■ How to complete this task ■
Could you retype all of the records exactly, leaving out every picture?

■ Data records ■
============================================================

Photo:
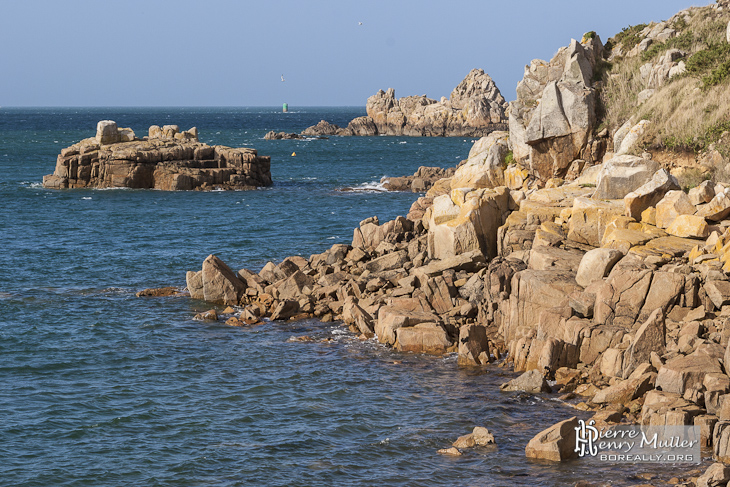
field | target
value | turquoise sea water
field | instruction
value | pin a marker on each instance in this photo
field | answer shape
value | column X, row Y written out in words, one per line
column 98, row 387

============================================================

■ Result of this exercise ■
Photo:
field | target
value | turquoise sea water
field | instruction
value | pin a marker on each instance in this photo
field | answer shape
value | column X, row Y written out in words, one per line
column 98, row 387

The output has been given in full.